(Source data)
****************

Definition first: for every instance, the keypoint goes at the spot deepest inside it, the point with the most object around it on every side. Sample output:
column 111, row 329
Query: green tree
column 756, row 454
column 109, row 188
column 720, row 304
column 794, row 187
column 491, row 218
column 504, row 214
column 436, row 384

****************

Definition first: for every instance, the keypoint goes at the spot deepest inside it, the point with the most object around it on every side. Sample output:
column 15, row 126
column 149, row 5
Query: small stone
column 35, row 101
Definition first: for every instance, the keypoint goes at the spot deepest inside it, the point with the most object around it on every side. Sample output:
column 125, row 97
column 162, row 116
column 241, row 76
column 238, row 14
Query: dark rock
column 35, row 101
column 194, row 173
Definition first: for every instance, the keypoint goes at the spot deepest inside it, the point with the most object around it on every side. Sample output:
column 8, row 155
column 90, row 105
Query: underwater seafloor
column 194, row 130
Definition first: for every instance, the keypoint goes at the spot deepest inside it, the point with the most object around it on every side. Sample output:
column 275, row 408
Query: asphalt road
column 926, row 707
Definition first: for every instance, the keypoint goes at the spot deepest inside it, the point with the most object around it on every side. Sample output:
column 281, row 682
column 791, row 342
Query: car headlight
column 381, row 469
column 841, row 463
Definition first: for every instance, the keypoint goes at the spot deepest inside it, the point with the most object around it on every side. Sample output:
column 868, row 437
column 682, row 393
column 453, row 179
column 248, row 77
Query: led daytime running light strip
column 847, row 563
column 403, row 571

****************

> [Short problem] Pick out every line in the records above that contains the string "Query". Case counts.

> [Solution to the problem]
Query: green tree
Query: small stone
Query: dark rock
Query: underwater seafloor
Query: asphalt road
Query: car headlight
Query: led daytime running light strip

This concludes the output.